# WHAT IS EXPECTED
Report each line of the records below that contains the string "span", copying every such line in full. Case counts.

◆ ◆ ◆

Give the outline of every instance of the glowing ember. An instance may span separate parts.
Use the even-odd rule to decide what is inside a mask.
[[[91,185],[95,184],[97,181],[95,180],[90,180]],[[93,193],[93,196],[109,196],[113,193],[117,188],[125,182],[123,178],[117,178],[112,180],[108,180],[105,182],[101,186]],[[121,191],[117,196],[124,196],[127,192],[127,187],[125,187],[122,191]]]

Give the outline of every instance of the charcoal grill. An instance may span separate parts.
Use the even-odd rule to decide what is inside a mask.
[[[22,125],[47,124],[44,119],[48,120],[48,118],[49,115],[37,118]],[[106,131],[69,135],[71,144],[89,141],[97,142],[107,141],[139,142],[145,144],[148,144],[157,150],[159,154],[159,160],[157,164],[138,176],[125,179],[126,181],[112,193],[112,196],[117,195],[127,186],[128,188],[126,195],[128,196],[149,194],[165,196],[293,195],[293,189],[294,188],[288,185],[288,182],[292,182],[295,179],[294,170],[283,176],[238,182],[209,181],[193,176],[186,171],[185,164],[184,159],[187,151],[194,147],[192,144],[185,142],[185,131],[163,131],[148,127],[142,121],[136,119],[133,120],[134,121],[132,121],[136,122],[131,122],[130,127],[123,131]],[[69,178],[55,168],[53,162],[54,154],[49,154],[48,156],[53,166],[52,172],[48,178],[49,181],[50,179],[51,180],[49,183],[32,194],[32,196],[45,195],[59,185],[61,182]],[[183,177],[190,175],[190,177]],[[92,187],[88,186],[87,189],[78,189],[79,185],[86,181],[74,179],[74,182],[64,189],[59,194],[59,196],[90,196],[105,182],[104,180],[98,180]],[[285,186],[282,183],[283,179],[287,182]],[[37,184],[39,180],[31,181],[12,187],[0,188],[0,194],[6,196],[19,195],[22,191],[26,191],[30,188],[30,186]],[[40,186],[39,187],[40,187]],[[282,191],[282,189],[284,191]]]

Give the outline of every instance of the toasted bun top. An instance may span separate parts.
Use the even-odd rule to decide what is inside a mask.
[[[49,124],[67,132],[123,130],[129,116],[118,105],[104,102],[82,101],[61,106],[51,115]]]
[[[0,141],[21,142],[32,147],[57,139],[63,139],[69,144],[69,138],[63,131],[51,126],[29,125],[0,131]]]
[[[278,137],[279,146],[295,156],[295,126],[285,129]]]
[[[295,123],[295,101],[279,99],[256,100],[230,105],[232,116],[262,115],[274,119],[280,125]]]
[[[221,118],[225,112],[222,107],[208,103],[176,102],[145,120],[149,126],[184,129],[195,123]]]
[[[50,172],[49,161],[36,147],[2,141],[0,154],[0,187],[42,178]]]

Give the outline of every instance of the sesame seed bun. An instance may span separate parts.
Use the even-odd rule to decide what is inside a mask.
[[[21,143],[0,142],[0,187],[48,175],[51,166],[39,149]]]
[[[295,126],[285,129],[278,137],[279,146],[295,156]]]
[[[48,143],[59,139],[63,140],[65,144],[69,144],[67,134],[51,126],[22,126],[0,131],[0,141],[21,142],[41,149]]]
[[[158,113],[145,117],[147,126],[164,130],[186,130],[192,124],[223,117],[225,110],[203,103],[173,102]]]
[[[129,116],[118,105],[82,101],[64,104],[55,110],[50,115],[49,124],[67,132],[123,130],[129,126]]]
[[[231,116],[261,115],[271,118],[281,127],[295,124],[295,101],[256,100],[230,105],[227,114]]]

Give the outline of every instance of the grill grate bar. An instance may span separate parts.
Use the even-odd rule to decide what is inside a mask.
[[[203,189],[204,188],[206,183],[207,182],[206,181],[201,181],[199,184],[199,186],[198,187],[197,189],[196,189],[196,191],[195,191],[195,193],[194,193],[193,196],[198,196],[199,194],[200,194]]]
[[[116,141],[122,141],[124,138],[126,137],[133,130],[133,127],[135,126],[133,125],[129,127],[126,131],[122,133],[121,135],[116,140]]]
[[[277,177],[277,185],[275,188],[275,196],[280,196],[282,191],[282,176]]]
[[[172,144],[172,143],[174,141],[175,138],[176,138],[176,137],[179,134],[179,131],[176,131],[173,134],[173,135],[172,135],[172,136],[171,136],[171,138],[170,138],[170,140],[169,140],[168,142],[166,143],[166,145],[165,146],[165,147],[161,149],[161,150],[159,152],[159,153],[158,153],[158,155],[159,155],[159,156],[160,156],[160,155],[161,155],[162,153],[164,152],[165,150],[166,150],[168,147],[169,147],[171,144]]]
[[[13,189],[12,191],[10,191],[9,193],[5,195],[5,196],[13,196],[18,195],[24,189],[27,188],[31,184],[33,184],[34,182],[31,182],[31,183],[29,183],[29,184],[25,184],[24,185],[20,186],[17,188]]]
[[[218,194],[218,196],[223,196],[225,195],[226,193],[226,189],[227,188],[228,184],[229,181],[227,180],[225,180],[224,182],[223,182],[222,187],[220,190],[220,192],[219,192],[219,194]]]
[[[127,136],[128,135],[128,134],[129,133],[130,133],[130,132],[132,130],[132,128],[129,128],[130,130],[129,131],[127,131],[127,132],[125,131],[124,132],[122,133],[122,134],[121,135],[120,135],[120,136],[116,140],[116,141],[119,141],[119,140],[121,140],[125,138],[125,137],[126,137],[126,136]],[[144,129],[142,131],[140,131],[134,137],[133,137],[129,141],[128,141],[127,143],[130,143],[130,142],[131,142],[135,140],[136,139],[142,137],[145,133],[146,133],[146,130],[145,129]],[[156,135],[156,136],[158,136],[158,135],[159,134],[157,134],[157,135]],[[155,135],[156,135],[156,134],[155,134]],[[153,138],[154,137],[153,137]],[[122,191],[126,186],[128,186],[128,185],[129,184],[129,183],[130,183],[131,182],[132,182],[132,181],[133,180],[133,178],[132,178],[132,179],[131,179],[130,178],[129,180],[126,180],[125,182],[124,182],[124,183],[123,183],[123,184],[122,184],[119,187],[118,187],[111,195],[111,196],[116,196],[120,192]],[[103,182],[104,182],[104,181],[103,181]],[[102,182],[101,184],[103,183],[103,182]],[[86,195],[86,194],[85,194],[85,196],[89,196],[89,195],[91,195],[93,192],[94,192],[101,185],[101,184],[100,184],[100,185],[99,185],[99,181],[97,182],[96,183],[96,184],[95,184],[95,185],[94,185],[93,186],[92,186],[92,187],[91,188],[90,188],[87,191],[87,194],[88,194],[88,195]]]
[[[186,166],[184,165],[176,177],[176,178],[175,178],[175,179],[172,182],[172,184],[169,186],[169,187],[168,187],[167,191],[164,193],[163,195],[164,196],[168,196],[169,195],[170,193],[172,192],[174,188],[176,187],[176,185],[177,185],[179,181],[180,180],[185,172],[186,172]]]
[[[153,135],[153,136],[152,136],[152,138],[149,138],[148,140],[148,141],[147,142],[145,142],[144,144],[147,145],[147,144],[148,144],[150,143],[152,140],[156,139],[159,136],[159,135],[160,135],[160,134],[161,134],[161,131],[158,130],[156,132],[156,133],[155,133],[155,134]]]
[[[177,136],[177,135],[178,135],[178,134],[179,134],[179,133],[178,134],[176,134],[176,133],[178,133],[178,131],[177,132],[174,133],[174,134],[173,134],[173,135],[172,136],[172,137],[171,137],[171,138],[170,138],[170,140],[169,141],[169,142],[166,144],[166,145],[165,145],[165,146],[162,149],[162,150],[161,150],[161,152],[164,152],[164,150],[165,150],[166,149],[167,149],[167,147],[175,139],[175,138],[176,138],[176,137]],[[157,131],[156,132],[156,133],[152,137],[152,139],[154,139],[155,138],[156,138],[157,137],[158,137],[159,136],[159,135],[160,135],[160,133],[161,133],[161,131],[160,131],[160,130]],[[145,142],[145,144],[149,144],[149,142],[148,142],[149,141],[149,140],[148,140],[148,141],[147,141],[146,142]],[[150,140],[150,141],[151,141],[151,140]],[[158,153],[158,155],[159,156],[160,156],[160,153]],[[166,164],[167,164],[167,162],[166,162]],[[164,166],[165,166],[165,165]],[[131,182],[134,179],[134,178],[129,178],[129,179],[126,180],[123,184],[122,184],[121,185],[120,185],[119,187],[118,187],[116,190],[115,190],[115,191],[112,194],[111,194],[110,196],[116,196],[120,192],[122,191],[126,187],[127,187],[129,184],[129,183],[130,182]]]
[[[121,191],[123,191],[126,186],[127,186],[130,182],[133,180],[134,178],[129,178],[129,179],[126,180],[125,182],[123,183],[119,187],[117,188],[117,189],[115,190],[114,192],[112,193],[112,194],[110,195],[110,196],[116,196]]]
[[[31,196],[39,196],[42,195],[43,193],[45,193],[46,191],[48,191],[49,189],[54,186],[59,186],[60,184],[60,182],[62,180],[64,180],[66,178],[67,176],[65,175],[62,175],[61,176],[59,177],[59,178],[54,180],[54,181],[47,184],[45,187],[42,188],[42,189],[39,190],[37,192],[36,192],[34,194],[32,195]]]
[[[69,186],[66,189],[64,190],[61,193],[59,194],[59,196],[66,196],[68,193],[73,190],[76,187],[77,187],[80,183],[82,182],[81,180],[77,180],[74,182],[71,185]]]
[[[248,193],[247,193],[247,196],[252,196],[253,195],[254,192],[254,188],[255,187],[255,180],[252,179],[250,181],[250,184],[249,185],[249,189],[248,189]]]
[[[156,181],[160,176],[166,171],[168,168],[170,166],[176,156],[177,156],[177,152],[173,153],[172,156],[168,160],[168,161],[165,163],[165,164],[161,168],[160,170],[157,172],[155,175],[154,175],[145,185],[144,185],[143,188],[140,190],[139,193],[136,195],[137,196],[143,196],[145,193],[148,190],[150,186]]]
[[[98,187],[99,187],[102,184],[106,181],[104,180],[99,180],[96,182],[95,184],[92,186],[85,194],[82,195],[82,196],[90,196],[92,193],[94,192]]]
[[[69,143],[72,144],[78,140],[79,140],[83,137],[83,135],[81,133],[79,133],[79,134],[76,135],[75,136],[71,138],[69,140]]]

◆ ◆ ◆

# TASK RESPONSE
Give the outline of every instance of the glowing ember. An instance may span separate parts.
Give the outline of every instance of the charcoal grill. An instance may span separate parts.
Give the outline of every instance of the toasted bun top. An instance may span separate parts.
Give the outline of every instance of the sesame seed bun. An instance may span separate parts.
Give the outline of every instance of the grill grate bar. An instance may span separate parts.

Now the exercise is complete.